(Try it): Going from the top of the listing below to the line that holds "Target: dark lava rock", reproduce each line exactly; no pictures.

= = =

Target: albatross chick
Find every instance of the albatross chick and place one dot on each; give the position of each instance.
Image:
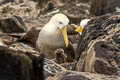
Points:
(53, 35)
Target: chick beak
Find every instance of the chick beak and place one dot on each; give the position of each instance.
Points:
(79, 29)
(64, 33)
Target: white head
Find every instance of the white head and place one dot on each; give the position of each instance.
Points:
(83, 23)
(60, 20)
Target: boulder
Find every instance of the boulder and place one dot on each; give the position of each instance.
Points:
(13, 24)
(19, 65)
(72, 75)
(99, 46)
(101, 7)
(51, 68)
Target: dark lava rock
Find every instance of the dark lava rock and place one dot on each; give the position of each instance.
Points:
(101, 7)
(99, 46)
(51, 68)
(72, 75)
(13, 24)
(69, 66)
(19, 65)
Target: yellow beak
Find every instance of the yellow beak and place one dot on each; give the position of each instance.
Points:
(79, 29)
(64, 33)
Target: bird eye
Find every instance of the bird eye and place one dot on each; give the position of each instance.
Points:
(60, 22)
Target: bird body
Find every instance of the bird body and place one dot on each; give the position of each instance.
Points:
(83, 23)
(53, 35)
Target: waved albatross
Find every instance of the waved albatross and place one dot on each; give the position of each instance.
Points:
(53, 35)
(83, 23)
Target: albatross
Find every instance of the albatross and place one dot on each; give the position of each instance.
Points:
(53, 35)
(83, 23)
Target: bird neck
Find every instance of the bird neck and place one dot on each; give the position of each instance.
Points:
(50, 28)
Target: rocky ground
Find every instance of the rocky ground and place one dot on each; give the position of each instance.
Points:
(96, 51)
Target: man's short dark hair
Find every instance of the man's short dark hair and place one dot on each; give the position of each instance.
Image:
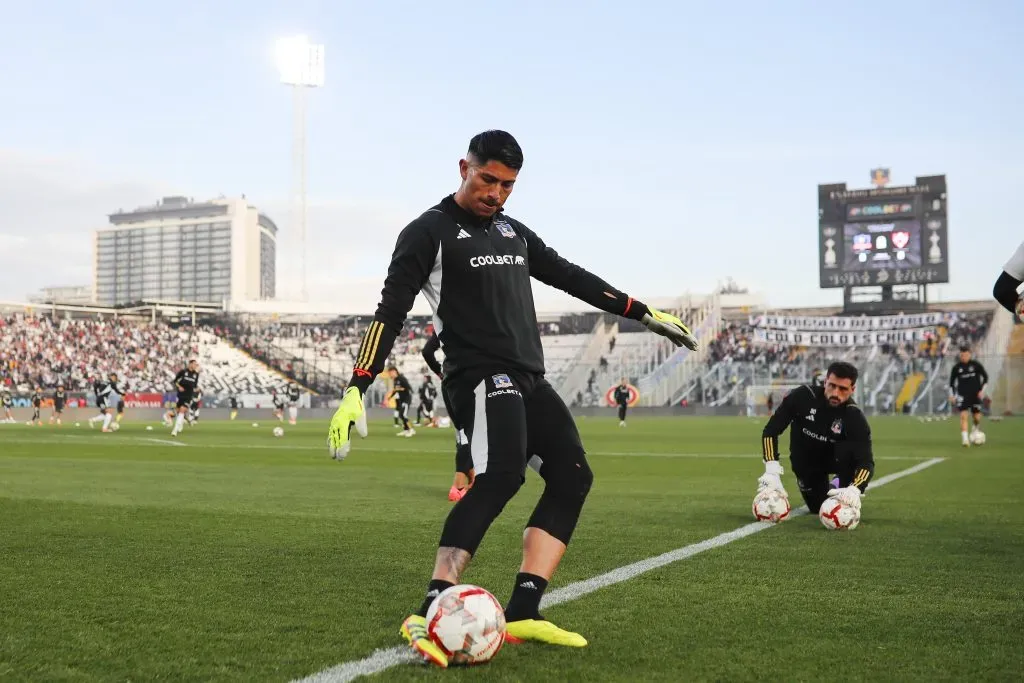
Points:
(496, 145)
(844, 371)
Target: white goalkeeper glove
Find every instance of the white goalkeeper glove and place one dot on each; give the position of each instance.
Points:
(849, 496)
(772, 478)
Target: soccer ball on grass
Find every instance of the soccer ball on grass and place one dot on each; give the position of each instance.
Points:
(770, 506)
(468, 623)
(839, 517)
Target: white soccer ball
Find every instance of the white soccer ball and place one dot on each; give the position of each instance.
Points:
(770, 506)
(468, 623)
(836, 516)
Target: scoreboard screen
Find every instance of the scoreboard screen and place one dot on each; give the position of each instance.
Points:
(881, 246)
(886, 236)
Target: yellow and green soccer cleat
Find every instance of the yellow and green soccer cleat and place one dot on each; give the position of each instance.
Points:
(414, 630)
(541, 631)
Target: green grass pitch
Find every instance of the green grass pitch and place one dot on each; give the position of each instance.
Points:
(243, 557)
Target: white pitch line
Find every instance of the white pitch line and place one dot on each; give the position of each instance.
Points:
(413, 451)
(165, 441)
(384, 658)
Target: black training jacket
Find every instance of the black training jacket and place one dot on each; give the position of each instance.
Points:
(476, 275)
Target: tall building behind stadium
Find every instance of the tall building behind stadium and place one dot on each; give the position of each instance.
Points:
(217, 251)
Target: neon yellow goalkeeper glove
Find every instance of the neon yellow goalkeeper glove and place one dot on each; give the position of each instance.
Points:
(670, 327)
(350, 413)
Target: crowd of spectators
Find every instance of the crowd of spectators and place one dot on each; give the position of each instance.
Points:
(44, 352)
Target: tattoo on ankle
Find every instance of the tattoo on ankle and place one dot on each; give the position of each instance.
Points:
(453, 561)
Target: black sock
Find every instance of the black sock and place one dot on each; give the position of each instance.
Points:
(434, 588)
(525, 600)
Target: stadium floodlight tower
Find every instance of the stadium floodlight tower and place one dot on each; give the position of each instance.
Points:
(300, 65)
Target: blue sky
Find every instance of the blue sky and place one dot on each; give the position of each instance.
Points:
(668, 145)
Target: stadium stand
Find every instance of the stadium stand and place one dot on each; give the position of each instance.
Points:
(586, 355)
(43, 351)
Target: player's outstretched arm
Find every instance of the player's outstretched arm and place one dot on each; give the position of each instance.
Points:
(777, 423)
(1010, 281)
(412, 262)
(1005, 292)
(549, 267)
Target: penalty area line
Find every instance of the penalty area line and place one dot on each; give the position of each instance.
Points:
(384, 658)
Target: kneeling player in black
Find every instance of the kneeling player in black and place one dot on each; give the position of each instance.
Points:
(622, 397)
(401, 391)
(37, 407)
(186, 382)
(103, 390)
(829, 436)
(59, 399)
(967, 388)
(7, 403)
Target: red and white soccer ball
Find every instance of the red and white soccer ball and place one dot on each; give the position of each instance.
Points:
(839, 517)
(771, 506)
(468, 623)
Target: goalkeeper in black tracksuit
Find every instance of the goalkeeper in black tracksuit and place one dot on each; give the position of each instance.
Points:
(829, 436)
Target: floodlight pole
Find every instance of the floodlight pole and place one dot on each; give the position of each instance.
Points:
(301, 67)
(299, 178)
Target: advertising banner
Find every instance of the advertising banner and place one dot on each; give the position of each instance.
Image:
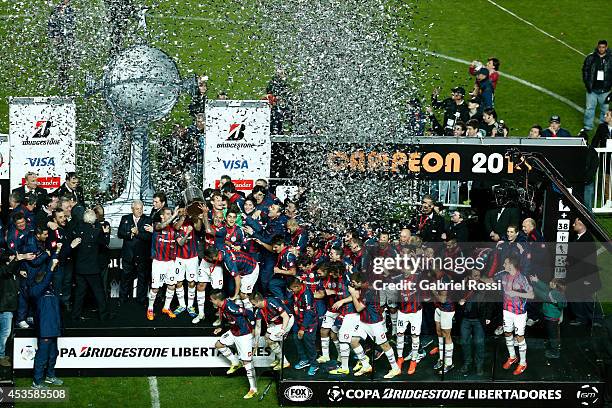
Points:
(431, 158)
(133, 352)
(449, 393)
(42, 135)
(237, 142)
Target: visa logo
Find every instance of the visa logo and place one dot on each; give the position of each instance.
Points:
(41, 161)
(235, 164)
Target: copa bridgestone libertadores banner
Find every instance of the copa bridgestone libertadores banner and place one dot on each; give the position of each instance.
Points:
(133, 353)
(237, 142)
(42, 138)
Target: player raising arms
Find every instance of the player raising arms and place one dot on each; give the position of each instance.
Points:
(410, 314)
(367, 303)
(187, 263)
(443, 317)
(240, 334)
(517, 290)
(279, 322)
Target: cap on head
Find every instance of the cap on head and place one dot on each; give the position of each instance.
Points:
(459, 90)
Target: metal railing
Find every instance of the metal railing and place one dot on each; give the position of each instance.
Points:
(601, 188)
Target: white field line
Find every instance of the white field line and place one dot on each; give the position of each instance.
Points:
(154, 391)
(536, 27)
(512, 77)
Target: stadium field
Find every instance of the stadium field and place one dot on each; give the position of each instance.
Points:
(218, 38)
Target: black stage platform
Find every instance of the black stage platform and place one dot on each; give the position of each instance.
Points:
(573, 380)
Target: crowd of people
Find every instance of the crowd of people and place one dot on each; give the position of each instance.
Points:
(269, 273)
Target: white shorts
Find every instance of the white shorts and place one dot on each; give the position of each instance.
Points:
(515, 323)
(214, 277)
(247, 282)
(162, 272)
(375, 331)
(187, 268)
(329, 319)
(244, 344)
(445, 319)
(351, 327)
(273, 331)
(413, 319)
(389, 297)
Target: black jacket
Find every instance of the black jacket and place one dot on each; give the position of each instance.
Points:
(430, 229)
(39, 193)
(134, 247)
(9, 286)
(592, 63)
(459, 231)
(601, 135)
(451, 109)
(77, 193)
(582, 271)
(510, 216)
(87, 253)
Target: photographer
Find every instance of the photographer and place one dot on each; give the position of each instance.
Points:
(9, 267)
(492, 126)
(87, 244)
(455, 108)
(48, 327)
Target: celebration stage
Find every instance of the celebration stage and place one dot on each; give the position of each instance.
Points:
(572, 380)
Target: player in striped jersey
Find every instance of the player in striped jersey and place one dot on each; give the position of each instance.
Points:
(329, 274)
(241, 267)
(517, 290)
(187, 263)
(279, 321)
(367, 303)
(163, 270)
(349, 327)
(240, 334)
(410, 314)
(445, 311)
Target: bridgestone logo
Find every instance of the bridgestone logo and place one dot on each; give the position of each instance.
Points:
(236, 145)
(40, 142)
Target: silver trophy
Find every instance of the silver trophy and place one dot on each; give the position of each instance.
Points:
(192, 196)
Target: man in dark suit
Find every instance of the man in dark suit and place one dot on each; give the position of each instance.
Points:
(71, 188)
(497, 221)
(31, 187)
(428, 225)
(135, 252)
(583, 277)
(89, 239)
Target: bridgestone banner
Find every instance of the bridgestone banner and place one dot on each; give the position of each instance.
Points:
(237, 142)
(42, 138)
(133, 352)
(448, 393)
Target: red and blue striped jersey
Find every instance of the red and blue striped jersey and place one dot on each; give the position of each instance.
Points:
(517, 283)
(190, 248)
(231, 236)
(330, 284)
(449, 305)
(371, 299)
(343, 283)
(304, 310)
(238, 263)
(272, 311)
(410, 293)
(163, 245)
(240, 320)
(299, 239)
(286, 260)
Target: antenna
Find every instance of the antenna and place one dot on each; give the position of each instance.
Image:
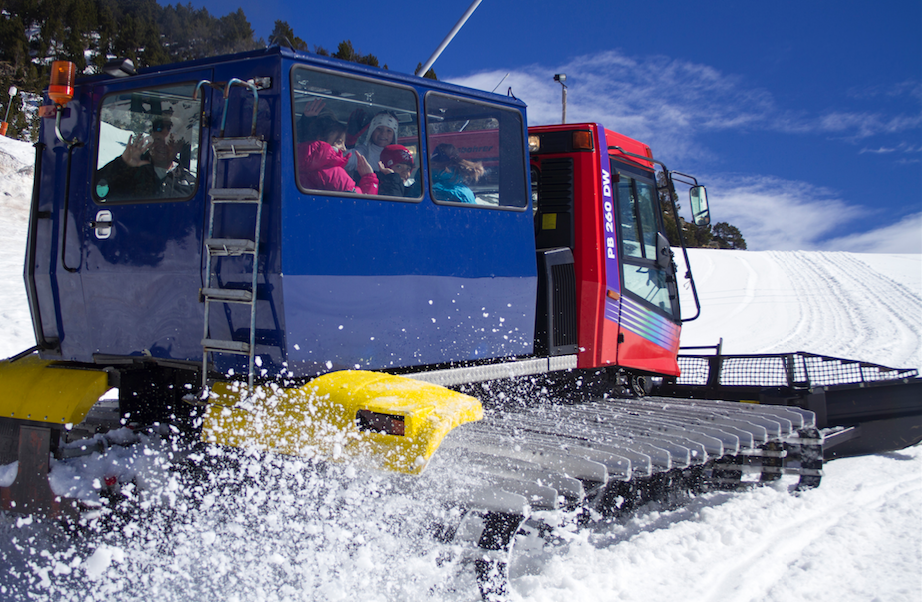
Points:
(501, 81)
(435, 55)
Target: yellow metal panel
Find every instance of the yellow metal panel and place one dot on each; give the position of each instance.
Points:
(319, 418)
(31, 390)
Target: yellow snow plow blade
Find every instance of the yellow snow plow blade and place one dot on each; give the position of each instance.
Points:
(33, 389)
(385, 421)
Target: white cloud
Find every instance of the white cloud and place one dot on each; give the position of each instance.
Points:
(904, 236)
(670, 103)
(776, 214)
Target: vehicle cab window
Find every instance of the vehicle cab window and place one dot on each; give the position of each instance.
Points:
(148, 146)
(354, 136)
(476, 153)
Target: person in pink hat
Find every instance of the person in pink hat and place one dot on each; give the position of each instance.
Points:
(395, 172)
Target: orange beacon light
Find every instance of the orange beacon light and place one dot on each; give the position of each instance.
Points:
(61, 86)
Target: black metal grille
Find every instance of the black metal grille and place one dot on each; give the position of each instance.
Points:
(784, 370)
(564, 304)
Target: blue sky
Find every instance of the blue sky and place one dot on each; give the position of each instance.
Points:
(804, 119)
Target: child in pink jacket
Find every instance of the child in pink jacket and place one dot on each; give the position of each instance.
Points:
(321, 163)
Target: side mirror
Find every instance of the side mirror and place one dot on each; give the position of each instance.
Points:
(701, 215)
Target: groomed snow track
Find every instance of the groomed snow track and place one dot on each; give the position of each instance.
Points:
(608, 458)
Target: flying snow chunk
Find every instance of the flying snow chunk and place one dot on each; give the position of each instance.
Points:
(101, 560)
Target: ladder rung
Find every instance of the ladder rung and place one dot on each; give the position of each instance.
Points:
(230, 195)
(230, 246)
(235, 295)
(237, 147)
(226, 346)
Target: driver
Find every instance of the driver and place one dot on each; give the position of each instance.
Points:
(148, 168)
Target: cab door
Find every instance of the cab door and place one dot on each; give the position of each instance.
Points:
(141, 236)
(649, 316)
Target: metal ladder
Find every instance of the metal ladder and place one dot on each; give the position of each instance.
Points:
(228, 149)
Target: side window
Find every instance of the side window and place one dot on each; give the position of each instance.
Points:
(354, 136)
(638, 228)
(148, 145)
(476, 153)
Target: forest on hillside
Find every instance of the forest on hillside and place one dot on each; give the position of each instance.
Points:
(33, 33)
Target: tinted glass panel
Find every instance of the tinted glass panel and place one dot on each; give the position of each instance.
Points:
(638, 206)
(476, 154)
(343, 128)
(148, 145)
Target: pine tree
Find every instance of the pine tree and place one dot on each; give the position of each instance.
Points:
(283, 34)
(728, 236)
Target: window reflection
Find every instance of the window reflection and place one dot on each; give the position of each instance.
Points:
(355, 136)
(148, 145)
(476, 154)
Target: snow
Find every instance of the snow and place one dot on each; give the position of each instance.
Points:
(284, 529)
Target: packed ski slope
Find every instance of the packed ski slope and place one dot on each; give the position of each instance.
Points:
(290, 531)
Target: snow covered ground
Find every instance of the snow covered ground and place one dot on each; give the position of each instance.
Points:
(299, 533)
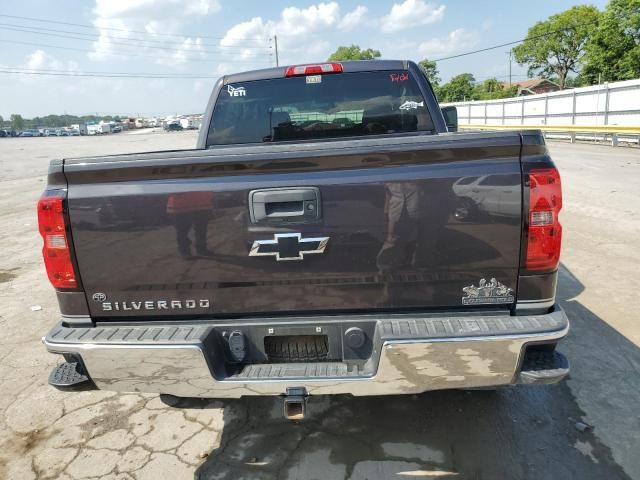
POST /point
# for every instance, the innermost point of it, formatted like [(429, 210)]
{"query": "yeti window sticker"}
[(236, 92)]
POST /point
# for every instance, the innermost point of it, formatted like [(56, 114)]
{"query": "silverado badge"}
[(288, 246), (487, 293)]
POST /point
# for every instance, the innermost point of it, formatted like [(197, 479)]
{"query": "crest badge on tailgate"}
[(487, 293)]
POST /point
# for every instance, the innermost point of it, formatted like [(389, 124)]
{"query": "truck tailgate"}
[(410, 222)]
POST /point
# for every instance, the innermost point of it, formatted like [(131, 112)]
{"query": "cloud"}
[(120, 21), (411, 13), (457, 40), (40, 60), (298, 30), (354, 18)]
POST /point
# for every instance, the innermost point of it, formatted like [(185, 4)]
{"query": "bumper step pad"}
[(543, 368), (67, 376)]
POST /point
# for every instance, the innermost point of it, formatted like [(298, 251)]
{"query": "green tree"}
[(353, 53), (613, 52), (430, 69), (556, 46), (459, 88), (17, 122)]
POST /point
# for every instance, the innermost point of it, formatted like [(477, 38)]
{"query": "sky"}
[(193, 42)]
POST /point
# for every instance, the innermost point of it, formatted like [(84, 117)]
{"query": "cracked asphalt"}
[(587, 427)]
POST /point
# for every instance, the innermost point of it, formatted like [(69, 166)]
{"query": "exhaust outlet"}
[(295, 402)]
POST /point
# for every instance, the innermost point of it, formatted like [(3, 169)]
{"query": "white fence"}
[(608, 104)]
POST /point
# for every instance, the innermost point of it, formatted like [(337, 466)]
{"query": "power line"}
[(260, 59), (97, 36), (81, 25), (62, 73), (472, 52)]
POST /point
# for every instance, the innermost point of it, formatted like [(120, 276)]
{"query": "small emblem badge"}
[(288, 246), (486, 293), (99, 297)]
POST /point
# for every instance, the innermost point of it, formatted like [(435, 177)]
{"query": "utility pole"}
[(275, 42)]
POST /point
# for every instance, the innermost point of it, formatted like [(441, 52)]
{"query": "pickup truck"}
[(331, 234)]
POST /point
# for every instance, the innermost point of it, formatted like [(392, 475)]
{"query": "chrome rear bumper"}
[(411, 354)]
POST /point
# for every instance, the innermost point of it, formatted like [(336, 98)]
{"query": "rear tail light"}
[(313, 69), (545, 231), (56, 252)]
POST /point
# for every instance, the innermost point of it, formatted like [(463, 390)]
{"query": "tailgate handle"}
[(284, 204)]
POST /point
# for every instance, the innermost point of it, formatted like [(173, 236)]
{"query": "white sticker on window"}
[(236, 92), (411, 105)]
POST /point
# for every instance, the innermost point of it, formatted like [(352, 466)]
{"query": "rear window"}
[(319, 106)]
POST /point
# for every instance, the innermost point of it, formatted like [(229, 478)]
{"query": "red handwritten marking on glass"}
[(399, 77)]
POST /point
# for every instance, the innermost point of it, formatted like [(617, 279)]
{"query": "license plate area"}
[(297, 348)]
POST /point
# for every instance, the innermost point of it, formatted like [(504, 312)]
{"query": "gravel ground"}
[(587, 427)]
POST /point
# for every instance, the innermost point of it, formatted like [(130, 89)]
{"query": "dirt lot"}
[(519, 433)]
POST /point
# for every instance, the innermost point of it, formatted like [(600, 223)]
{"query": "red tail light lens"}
[(56, 253), (313, 69), (545, 231)]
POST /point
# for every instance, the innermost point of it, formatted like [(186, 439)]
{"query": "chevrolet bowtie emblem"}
[(288, 246)]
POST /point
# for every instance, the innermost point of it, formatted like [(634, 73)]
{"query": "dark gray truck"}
[(330, 234)]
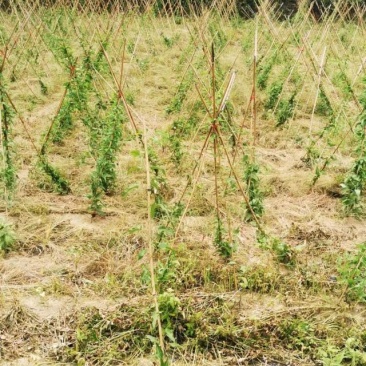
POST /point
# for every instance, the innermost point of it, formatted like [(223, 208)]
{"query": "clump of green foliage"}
[(274, 92), (355, 182), (352, 272), (105, 141), (176, 104), (7, 237), (255, 194), (223, 245), (6, 116), (285, 110), (264, 71)]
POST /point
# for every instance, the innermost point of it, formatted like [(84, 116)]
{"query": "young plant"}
[(6, 117), (354, 184), (224, 246), (352, 272), (7, 237), (255, 195)]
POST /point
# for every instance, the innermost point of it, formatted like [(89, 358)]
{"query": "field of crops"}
[(182, 190)]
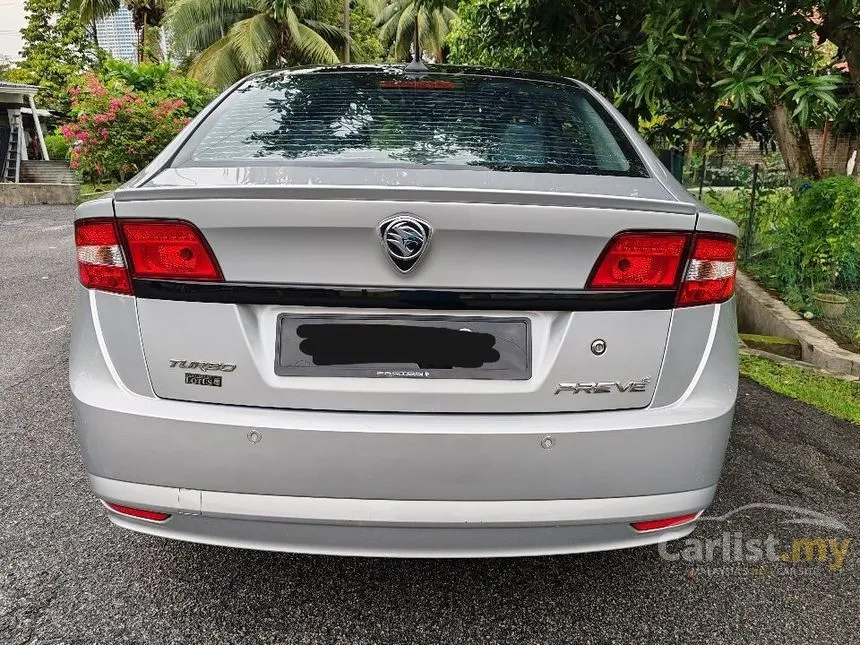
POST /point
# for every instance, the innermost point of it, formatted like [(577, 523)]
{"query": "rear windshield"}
[(440, 120)]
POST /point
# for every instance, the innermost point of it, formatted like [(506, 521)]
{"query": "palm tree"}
[(143, 13), (233, 38), (396, 21)]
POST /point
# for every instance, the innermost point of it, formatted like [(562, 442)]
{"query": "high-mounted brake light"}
[(100, 258), (641, 261), (710, 274), (138, 513), (416, 85), (168, 250)]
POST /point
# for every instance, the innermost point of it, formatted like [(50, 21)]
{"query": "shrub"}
[(122, 120), (816, 244), (58, 147)]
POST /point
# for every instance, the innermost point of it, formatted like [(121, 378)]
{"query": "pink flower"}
[(95, 87)]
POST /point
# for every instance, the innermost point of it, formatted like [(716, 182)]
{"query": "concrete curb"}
[(782, 360), (761, 313), (30, 194)]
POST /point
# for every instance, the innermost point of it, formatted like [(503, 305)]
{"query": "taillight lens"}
[(641, 261), (710, 274), (168, 250), (100, 259)]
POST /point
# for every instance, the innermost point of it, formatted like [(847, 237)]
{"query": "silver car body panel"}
[(400, 466)]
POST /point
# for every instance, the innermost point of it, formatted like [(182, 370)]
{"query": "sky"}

= = =

(Answer area):
Target: albatross chick
Find every instance of the albatross chick and place one dot on each; give the position of each instance.
Image:
Points:
(53, 35)
Target: chick beak
Find every instance of the chick beak and place one dot on each; give the position of each instance.
Points:
(79, 29)
(64, 33)
Target: white head
Find every instance of the white head and place one dot on each; give the position of each instance.
Points:
(83, 23)
(60, 20)
Target: boulder
Find every instance of the boulder and place one dot on each; give the position of each instance.
Points:
(13, 24)
(19, 65)
(72, 75)
(99, 46)
(101, 7)
(51, 68)
Target: dark lava rock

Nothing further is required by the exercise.